◆ **Point annotation records**:
·····
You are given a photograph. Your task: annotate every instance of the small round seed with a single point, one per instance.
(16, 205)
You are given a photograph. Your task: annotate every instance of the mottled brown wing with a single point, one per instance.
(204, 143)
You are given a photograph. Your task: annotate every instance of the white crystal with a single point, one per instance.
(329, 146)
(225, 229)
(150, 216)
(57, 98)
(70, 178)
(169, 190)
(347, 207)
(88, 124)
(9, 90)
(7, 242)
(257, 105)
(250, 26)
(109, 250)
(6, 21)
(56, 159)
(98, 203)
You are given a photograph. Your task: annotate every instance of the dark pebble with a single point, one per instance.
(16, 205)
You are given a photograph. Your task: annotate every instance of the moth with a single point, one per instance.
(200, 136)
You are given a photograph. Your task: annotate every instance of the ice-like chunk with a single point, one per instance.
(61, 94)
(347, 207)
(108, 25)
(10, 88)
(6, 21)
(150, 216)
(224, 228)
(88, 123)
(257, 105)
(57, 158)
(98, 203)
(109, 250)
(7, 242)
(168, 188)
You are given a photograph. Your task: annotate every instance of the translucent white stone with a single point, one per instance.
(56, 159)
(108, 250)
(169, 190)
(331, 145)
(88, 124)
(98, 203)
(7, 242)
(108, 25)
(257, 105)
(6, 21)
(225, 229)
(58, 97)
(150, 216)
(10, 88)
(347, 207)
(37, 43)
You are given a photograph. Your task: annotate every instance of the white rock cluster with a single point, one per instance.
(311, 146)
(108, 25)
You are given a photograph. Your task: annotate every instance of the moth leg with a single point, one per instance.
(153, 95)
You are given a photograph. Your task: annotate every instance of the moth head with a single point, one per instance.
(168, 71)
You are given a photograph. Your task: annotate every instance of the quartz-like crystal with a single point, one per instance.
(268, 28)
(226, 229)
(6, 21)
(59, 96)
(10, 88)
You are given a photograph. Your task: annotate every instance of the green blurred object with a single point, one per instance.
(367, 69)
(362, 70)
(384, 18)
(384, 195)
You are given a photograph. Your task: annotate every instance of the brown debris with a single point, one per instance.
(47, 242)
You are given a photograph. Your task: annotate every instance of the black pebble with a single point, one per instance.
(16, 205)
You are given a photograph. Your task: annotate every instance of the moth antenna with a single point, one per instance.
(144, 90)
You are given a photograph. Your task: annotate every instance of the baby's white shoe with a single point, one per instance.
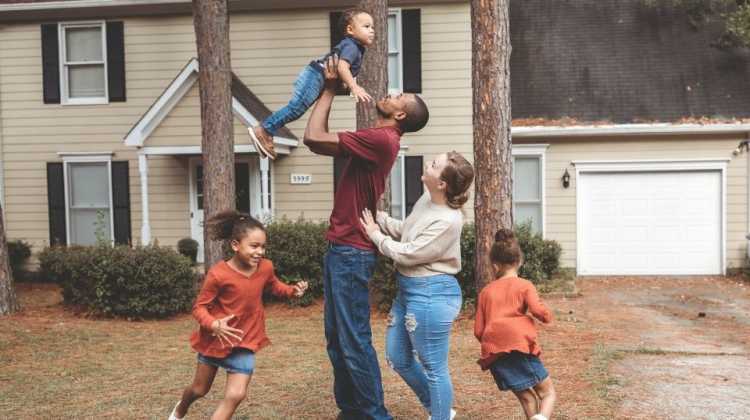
(173, 415)
(453, 414)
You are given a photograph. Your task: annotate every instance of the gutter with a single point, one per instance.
(661, 129)
(89, 9)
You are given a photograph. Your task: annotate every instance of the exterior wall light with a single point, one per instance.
(566, 179)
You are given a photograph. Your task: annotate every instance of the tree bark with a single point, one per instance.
(211, 22)
(373, 76)
(8, 299)
(490, 79)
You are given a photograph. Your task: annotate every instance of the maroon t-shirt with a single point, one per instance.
(369, 154)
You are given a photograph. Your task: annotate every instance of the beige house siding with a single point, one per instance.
(560, 203)
(267, 57)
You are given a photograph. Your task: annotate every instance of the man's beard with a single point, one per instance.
(382, 114)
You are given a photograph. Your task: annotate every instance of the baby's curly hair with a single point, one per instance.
(347, 16)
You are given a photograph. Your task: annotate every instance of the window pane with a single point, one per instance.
(88, 185)
(86, 224)
(392, 32)
(526, 212)
(83, 44)
(393, 73)
(397, 190)
(526, 182)
(86, 81)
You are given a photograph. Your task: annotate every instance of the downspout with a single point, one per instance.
(747, 181)
(2, 164)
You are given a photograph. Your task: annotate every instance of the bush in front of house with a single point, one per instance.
(189, 248)
(19, 252)
(141, 282)
(296, 249)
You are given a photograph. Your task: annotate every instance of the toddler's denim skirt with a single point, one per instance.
(517, 371)
(239, 361)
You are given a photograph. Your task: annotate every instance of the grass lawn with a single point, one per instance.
(55, 364)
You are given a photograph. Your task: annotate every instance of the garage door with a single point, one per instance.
(650, 223)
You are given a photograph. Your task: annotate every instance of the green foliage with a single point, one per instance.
(189, 248)
(142, 282)
(18, 254)
(297, 250)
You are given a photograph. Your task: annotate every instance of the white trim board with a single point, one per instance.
(64, 65)
(174, 93)
(656, 165)
(538, 151)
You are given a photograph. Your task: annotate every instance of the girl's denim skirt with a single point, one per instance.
(517, 371)
(239, 361)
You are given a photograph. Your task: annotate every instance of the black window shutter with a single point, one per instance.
(413, 180)
(411, 32)
(116, 61)
(56, 203)
(50, 64)
(336, 37)
(242, 186)
(121, 202)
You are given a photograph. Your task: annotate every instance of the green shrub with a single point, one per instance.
(142, 282)
(297, 249)
(189, 248)
(18, 254)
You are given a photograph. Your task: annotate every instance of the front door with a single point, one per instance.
(246, 178)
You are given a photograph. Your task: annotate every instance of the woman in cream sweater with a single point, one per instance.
(426, 250)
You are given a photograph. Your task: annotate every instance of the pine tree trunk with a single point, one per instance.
(8, 300)
(491, 119)
(211, 22)
(373, 76)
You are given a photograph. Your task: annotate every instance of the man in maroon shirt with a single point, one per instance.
(350, 260)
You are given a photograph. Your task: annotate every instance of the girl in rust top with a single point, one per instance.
(229, 309)
(506, 329)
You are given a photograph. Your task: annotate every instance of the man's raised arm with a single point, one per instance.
(317, 137)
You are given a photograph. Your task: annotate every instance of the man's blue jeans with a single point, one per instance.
(357, 384)
(307, 89)
(418, 338)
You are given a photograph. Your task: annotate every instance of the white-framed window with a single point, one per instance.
(88, 199)
(528, 185)
(398, 188)
(83, 63)
(395, 47)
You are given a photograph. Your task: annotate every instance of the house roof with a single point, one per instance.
(247, 107)
(255, 106)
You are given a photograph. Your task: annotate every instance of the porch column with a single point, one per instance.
(265, 206)
(145, 225)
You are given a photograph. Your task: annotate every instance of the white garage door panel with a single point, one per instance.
(650, 223)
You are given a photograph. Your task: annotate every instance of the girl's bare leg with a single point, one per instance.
·····
◆ **Task details**: Return every line of the records exactly as given, pictures excluded.

◆ **Reply to the task**:
You are given a photograph. Your task: annotate every instance of the small round seed with a single point, one per instance.
(16, 205)
You are given a photograph. Your task: annotate every instance of the mottled brown wing with a single point, one per instance.
(204, 143)
You are given a photograph. Your task: annotate every instance of the white crystal with a single point, one per instance.
(329, 146)
(225, 229)
(150, 216)
(57, 98)
(70, 178)
(169, 190)
(347, 207)
(88, 124)
(9, 90)
(7, 242)
(257, 105)
(250, 26)
(109, 250)
(6, 21)
(56, 159)
(98, 203)
You are given a photograph. Your task: annotate every instance of the dark pebble with a single point, one per instance.
(16, 205)
You are given a photograph. Your task: annotate every instance of the moth with a single point, one per instance.
(200, 136)
You are given a photograph. Your task: annotate every instance of the ice-like chunk with a single point, one per instance.
(61, 94)
(347, 207)
(108, 25)
(10, 88)
(6, 21)
(150, 216)
(224, 228)
(88, 123)
(257, 105)
(57, 158)
(98, 203)
(109, 250)
(7, 242)
(168, 188)
You are given a photograph. Your task: annotate every instance of the translucent white stone with a single point, one per instance.
(56, 159)
(108, 250)
(169, 190)
(331, 145)
(88, 124)
(98, 203)
(7, 242)
(108, 25)
(257, 105)
(6, 21)
(225, 229)
(58, 97)
(150, 216)
(10, 88)
(347, 207)
(37, 43)
You are given a photograph. Your task: annotate every instance of the white rock cluster with a single point, one per instance.
(311, 146)
(108, 25)
You are given a photograph. Your task: annotate every instance of the moth leg with a single point, one per instance.
(153, 95)
You are given a photograph. Your task: annotate every instance of the moth head with a single point, one per instance.
(168, 71)
You are given a photograph. Your task: annotate every instance of the quartz-like crystal with a single point, one per instance.
(268, 28)
(226, 229)
(6, 21)
(59, 96)
(10, 88)
You are given a photograph. Your task: annotate every instance of the green blurred object with a single point, one per instance.
(367, 69)
(362, 70)
(384, 18)
(384, 195)
You are given a photograph. Your task: annotate every instance of the brown debris with a single point, one per instance.
(47, 242)
You are given a photograph. Your task: annotate every instance of the black pebble with a single point, one per instance.
(16, 205)
You are given a photograph. Your task: annotate every instance of the moth antenna with a single point, one per instance.
(144, 90)
You are given a photograph. Your task: annotate every instance of the baby's white shoe with a single point, one per instance.
(173, 415)
(453, 414)
You are given a photograph. Your task: annotate every instance of the gutter with a single point, one per instance.
(661, 129)
(89, 9)
You are given a photograph. Your task: annotate every instance of the exterior wall light with a single point, one per instance.
(566, 179)
You are given a photograph. Your task: annotate every instance of the tree bark with a single point, one per instance.
(211, 22)
(373, 76)
(8, 299)
(490, 79)
You are given a photograph. Your task: annotate every instance of the maroon t-shirt with a single point, one per instance.
(369, 154)
You are given a photograph. Your task: annotate every instance of the beige house siding with a single point, one per instance.
(560, 203)
(267, 57)
You are given a photograph. Your task: annotate every instance of the man's beard with a single point, one per instance.
(382, 114)
You are given a photograph. Your task: annotate every instance of the baby's curly hair with a single point, one per instance.
(347, 16)
You are given a photograph. Your task: annotate every instance of the window pane with a single point, one per instance.
(88, 185)
(86, 224)
(392, 32)
(526, 212)
(83, 44)
(393, 73)
(397, 190)
(526, 182)
(86, 81)
You are given a photograph. Your task: annotate every instance of the downspout with a single point, one per instance.
(747, 181)
(2, 164)
You are given a photograph. Your task: annotate every instance of the bush in front of house with a single point, one per instance.
(189, 248)
(19, 252)
(141, 282)
(296, 249)
You are given a photograph. Your task: annotate every instance of the toddler's denim skirt with a single point, one per instance.
(517, 371)
(239, 361)
You are given a photograph. Your task: annotate every instance of the grass lawn with a single point, one per instance.
(55, 364)
You are given a photograph. Your task: annotate every instance of the garage door with a single point, one per instance.
(650, 223)
You are given a photograph. Your task: annotate every instance of the green foliage with a single point, one per instance.
(189, 248)
(142, 282)
(18, 254)
(297, 250)
You are given a photograph. Your task: annotate every instance of the white trim board with a single point, one per instance.
(64, 65)
(174, 93)
(656, 165)
(538, 151)
You are given a photograph. Your task: annotate every instance of the girl's denim skirt with a single point, one per instance.
(517, 371)
(239, 361)
You are given a photograph. Your task: annotate every instance of the black window shutter with a single point, one per instance.
(413, 180)
(411, 32)
(116, 61)
(56, 203)
(50, 64)
(336, 37)
(242, 186)
(121, 202)
You are given a photograph. Your task: annotate every instance of the green shrub with a single point, one per instance.
(142, 282)
(297, 249)
(189, 248)
(18, 254)
You are given a photograph. Your task: annotate every instance of the front door with a single point, one per instance.
(246, 178)
You are given a photograph. Your task: annotate every instance of the woman in cream sweater with a single point, one per instance.
(426, 250)
You are given a photograph. Your task: annotate every instance of the pine tree trunk with a single point, one per instance.
(8, 300)
(491, 119)
(211, 22)
(373, 76)
You are given a photograph. Your task: annotate every instance of the man in maroon shirt with a single point, one per instance.
(350, 260)
You are given a photograph. Your task: annotate every instance of the girl in rust top with a single point, one per instance.
(229, 309)
(506, 329)
You are given a photograph. Your task: annotate every instance of the man's raised arm with a single point, one per instance.
(317, 137)
You are given a photograph. Your task: annotate every instance of the man's blue jeans with a single point, one per instance.
(357, 384)
(307, 89)
(418, 338)
You are given a photograph. Your task: annotate every instance of the white-framed window with a single point, one per instance.
(88, 199)
(528, 185)
(398, 188)
(83, 63)
(395, 47)
You are given a photograph. Your task: annotate every instance of the house roof with a single point, one per instance.
(247, 107)
(255, 106)
You are given a photograph. Your task: annotate every instance of the porch column with a single point, one per instance.
(265, 206)
(145, 225)
You are given a photograph. Your task: annotate every instance of the white garage door panel with a single point, one per instance.
(650, 223)
You are given a photograph. Your task: annotate every instance of the girl's bare leg with a single point, one per instance.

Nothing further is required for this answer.